The problem >>
Rewrite each of the entries below, changing "one dot" to "a single dot" wherever it occurs and leaving every other word as it stands.
-- start --
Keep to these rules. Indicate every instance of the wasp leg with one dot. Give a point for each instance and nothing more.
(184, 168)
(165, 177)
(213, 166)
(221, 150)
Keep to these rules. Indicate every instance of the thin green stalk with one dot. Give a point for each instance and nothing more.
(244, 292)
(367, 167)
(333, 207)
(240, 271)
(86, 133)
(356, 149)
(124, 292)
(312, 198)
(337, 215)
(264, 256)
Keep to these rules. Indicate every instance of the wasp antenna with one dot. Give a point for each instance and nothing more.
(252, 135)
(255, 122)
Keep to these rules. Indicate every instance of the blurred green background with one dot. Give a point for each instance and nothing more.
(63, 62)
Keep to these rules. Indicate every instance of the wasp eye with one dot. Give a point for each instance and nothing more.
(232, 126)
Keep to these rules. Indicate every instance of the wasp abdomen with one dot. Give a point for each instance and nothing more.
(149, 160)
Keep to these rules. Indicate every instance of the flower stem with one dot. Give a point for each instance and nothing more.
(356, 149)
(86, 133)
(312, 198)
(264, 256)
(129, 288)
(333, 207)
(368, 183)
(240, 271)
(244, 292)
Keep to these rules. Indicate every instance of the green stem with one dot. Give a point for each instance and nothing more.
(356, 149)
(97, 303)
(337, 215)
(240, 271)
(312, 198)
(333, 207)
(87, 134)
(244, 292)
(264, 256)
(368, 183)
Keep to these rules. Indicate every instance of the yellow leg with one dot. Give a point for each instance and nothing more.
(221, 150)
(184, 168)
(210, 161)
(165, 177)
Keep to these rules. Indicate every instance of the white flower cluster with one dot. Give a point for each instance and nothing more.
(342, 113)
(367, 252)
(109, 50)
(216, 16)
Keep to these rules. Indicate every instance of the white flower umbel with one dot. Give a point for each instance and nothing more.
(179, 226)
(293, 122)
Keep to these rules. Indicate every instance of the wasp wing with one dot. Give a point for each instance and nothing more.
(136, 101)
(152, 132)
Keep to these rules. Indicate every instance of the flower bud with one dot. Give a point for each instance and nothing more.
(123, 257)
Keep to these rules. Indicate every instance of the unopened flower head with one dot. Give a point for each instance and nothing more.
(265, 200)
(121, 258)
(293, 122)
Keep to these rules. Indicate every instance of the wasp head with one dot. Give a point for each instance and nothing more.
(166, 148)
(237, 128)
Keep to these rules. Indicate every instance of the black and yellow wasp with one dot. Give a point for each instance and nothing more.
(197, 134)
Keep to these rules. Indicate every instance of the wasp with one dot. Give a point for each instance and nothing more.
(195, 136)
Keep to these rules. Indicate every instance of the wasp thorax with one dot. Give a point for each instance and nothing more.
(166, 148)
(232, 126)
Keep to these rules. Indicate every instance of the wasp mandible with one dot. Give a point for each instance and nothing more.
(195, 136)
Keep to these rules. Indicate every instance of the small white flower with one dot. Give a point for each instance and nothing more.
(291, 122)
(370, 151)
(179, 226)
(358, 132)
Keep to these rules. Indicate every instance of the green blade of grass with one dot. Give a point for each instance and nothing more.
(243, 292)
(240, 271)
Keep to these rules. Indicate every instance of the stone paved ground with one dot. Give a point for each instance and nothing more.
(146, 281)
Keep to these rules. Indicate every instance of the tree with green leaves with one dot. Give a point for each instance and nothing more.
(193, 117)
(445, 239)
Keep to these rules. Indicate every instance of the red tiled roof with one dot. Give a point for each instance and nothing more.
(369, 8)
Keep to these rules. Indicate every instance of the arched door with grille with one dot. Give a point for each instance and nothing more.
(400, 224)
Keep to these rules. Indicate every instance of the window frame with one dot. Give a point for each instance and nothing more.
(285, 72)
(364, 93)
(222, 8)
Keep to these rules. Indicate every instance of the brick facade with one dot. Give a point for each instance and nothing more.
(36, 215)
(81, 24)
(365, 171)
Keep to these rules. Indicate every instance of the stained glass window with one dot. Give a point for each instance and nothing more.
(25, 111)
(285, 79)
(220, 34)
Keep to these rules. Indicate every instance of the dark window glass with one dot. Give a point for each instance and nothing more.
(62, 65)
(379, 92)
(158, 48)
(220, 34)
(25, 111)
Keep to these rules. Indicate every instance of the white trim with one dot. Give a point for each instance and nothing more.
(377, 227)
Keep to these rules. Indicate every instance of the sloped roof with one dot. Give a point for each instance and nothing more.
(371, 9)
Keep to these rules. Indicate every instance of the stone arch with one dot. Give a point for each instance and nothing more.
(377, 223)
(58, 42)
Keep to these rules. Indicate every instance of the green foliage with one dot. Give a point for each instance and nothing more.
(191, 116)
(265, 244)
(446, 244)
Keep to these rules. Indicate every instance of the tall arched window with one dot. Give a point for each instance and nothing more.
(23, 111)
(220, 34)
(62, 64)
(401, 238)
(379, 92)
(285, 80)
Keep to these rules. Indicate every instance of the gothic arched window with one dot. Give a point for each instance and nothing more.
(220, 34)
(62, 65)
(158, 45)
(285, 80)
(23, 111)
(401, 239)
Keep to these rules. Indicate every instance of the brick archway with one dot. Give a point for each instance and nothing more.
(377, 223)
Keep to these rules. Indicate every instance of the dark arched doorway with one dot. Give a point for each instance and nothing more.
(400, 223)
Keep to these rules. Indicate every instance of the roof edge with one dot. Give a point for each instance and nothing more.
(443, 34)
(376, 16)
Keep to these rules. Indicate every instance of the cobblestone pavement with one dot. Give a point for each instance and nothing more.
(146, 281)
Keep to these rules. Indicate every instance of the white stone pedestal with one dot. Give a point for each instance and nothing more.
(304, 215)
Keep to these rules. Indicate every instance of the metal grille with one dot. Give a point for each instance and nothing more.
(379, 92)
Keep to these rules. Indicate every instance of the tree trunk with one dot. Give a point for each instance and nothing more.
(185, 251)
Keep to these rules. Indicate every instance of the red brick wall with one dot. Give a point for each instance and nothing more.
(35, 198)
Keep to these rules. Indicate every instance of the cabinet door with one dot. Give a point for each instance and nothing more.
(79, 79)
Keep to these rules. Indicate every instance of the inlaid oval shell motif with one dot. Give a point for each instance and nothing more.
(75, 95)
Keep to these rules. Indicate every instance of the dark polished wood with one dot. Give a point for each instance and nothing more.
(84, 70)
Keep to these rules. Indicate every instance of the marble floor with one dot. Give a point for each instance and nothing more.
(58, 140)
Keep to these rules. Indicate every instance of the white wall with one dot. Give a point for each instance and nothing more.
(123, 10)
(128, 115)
-- end --
Solution to the problem >>
Keep to these rules. Indicate every instance of the wasp leg with a single dot. Give a point for each instance and nothing more.
(184, 168)
(165, 177)
(213, 166)
(221, 150)
Keep to these rules. Indicate every instance of the thin green stalk with a single dot. Give a point for each instance and nothing more.
(244, 292)
(367, 167)
(333, 207)
(240, 271)
(86, 133)
(356, 149)
(124, 292)
(312, 198)
(337, 215)
(264, 256)
Keep to these rules. Indicate every instance of the wasp antenna with a single dot. Give a point for each instance and nothing more.
(252, 135)
(255, 122)
Keep to these rules. Indicate every instance of the blurred green background with a single dot. Give a point for each instance and nothing more.
(63, 62)
Keep to these rules. Indicate every instance of the wasp eye with a single dot. Give a point for each instance and nothing more.
(232, 126)
Keep to these rules. Indicate every instance of the wasp abdomen with a single dot. Give a point for each instance and nothing more.
(149, 160)
Keep to these rules. Indicate every instance of the flower stem with a single dot. Give a point for each instance and nothing more.
(356, 149)
(86, 133)
(312, 198)
(264, 256)
(129, 288)
(333, 207)
(368, 183)
(240, 271)
(244, 292)
Keep to these rules. Indicate every instance of the green stem with a single dot. Give a point for each instance and nothing more.
(356, 149)
(97, 303)
(337, 215)
(240, 271)
(312, 198)
(333, 207)
(87, 134)
(244, 292)
(264, 256)
(368, 183)
Keep to these rules. Indicate every instance of the yellow leg with a single dot. Give a point for each instance and nothing more.
(221, 150)
(184, 168)
(210, 161)
(165, 177)
Keep to these rules. Indicate every instance of the white flower cluster with a single dot. Give a point for each instance and nothing more.
(342, 113)
(367, 252)
(109, 50)
(216, 16)
Keep to these rules. Indicate every instance of the white flower umbel with a single dot. Give a point for each instance and nothing more.
(179, 226)
(293, 122)
Keep to these rules. Indicate every instance of the wasp wing with a single dot. Give a point for each instance and nothing more.
(136, 101)
(152, 132)
Keep to these rules. Indicate every instance of the flower bud with a single dot. Give a point for each instance and nothing more.
(123, 257)
Keep to these rules. Indicate every instance of the unopened flower head with a single dot. Give a point for each instance and nothing more.
(265, 200)
(121, 258)
(293, 122)
Keep to these rules. Indicate every instance of the wasp head with a single dot. Give a point for each instance and nothing more.
(166, 148)
(237, 128)
Keep to these rules. Indicate every instance of the black and yellow wasp with a single dot. Give a point for each instance and nothing more.
(197, 134)
Keep to these rules. Indicate every instance of the wasp with a single dot. Give a point for each instance and nothing more.
(195, 136)
Keep to these rules. Indicate every instance of the wasp thorax with a single dot. Give a point for each instance and nothing more.
(166, 148)
(232, 126)
Keep to these rules. Indicate every instance of the wasp mandible with a single dot. Give a point for each instance and nothing more.
(195, 136)
Keep to these rules. Indicate every instance of the small white flower with a single dot. Give a point for each instance and nothing more.
(291, 122)
(370, 151)
(179, 226)
(358, 132)
Keep to these rules. Indicate every instance of the green blade of grass with a single dot. Give a point for each instance and nothing more.
(243, 292)
(240, 271)
Keep to these rules. Indicate every instance of the stone paved ground with a single dot. Give a point for each instance and nothing more.
(146, 281)
Keep to these rules. Indicate every instance of the tree with green leaves with a single dot. Give a point for each instance and nothing more.
(193, 117)
(445, 239)
Keep to these rules. Indicate every instance of the red tiled roof with a single dot. Give a point for each instance and nothing more.
(369, 8)
Keep to these rules. Indicate every instance of the arched door with grille with a single dot. Give a point for each instance and nothing more.
(400, 224)
Keep to these rules. Indicate every instance of the window frame with a single dot. Give a point for each instance and nothing more.
(285, 72)
(364, 93)
(222, 8)
Keep to these rules. Indicate every instance of the brick facade with a single dot. Give a point for each instance and nothing more.
(36, 215)
(81, 24)
(365, 171)
Keep to these rules. Indicate every instance of the stained glass window with a single dot. Give a point for each instance and nothing more.
(25, 111)
(285, 79)
(220, 34)
Keep to these rules. Indicate every instance of the dark window glass with a single dot. Give a point for each instance and nothing more.
(62, 65)
(379, 92)
(158, 48)
(220, 34)
(25, 111)
Keep to these rules. Indicate every instance of the white trim with a single dot. Give a point for each instance and nothing more.
(377, 227)
Keep to these rules. Indicate every instance of the sloped roof with a single dot. Give a point for each instance and nothing more.
(371, 9)
Keep to these rules. Indicate every instance of the stone arch with a single dot. Give a point for each instance and nothing more.
(377, 223)
(58, 42)
Keep to these rules. Indicate every instance of the green foliage with a single dot. Give a point for each instance and nothing more.
(191, 116)
(265, 244)
(446, 244)
Keep to these rules. Indicate every instance of the tall arched window with a single dot. Give a point for each instance and nothing more.
(23, 111)
(220, 34)
(62, 64)
(401, 238)
(379, 92)
(285, 80)
Keep to these rules. Indicate every instance of the gothic arched window with a single dot. Give a point for each instance and nothing more.
(220, 34)
(62, 65)
(158, 45)
(285, 80)
(23, 111)
(401, 239)
Keep to these rules. Indicate every instance of the brick archway with a single dot. Give a point for each instance and nothing more.
(377, 223)
Keep to these rules. Indicate every instance of the dark arched doorway with a single dot. Give a point for each instance and nothing more.
(400, 223)
Keep to these rules. Indicate every instance of the roof edge with a single dot. Give a point for each instance and nothing more.
(443, 34)
(376, 16)
Keep to these rules. Indicate every instance of the cobblestone pavement with a single dot. Give a point for each instance and nothing more.
(146, 281)
Keep to these rules. Indicate every instance of the white stone pedestal with a single dot. Give a point for each instance and nothing more.
(304, 215)
Keep to these rules. Indicate every instance of the metal grille with a single dot. Give a point for each instance and nothing more.
(379, 92)
Keep to these rules. Indicate every instance of the tree trunk with a single dot. Give a point for each instance and nothing more.
(185, 251)
Keep to these rules. Indicate every instance of the red brick wall with a single dot. Give a point for each instance and nothing more.
(35, 198)
Keep to these rules. Indicate every instance of the cabinet door with a single dot. Give a point for each instance and nothing more.
(79, 79)
Keep to these rules. Indicate every instance of the inlaid oval shell motif with a single dot. Give a point for each instance and nothing more.
(75, 95)
Keep to these rules. Indicate every instance of the dark polished wood with a single dot. Give a point for each instance and nothing more.
(84, 70)
Keep to these rules. Indicate every instance of the marble floor with a single dot. Give a point for each instance and nothing more.
(58, 140)
Keep to these rules. Indicate every instance of the white wall with a single dot. Give a point for each instance and nothing more.
(123, 10)
(128, 115)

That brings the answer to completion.